*** Block opens ***
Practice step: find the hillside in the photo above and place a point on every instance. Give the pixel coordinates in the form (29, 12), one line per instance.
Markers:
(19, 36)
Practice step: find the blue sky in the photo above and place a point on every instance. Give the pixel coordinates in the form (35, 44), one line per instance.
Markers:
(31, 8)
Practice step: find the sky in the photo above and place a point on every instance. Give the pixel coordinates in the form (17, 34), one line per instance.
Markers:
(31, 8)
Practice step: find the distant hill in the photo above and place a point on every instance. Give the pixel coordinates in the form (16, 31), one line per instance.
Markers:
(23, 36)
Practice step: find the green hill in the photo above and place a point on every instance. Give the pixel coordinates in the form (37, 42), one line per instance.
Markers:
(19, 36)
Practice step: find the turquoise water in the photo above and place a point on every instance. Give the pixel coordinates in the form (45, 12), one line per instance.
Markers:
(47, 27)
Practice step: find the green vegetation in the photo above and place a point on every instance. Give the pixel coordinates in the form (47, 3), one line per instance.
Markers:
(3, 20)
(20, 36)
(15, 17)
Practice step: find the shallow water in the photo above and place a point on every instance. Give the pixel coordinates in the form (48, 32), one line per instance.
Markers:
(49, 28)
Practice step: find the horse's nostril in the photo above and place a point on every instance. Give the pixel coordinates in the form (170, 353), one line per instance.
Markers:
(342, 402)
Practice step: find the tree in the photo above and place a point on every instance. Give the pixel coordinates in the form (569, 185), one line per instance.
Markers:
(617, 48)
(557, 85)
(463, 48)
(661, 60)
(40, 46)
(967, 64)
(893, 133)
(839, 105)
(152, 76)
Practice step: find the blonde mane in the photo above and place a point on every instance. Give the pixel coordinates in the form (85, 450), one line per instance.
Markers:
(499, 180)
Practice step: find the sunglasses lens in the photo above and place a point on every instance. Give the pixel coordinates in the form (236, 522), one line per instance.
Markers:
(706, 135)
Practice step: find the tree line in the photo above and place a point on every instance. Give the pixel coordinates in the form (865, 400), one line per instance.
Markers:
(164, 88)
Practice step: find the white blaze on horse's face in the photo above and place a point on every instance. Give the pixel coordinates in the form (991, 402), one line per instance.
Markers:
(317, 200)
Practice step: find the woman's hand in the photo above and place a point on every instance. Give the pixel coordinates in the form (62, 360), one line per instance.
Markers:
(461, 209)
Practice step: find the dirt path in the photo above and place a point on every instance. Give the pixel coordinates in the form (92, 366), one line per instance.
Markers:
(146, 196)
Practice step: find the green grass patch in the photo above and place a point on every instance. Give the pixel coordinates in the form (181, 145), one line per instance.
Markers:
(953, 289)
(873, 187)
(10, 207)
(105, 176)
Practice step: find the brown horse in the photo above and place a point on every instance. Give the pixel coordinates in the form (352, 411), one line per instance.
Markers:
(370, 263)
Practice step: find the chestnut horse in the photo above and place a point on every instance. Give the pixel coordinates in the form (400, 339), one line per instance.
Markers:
*** Block closes ***
◆ EXERCISE DETAILS: Scan the records for the string "water". Copy each line in which it appears.

◆ ANSWER TO THE EXERCISE:
Practice step: find the turquoise water in the photo above and place a point on every instance. Give the pixel coordinates in the form (45, 12), one line per instance.
Practice step: find the shallow water in the photo above and place a point on every instance. Give the pixel coordinates in the form (48, 32), one line per instance.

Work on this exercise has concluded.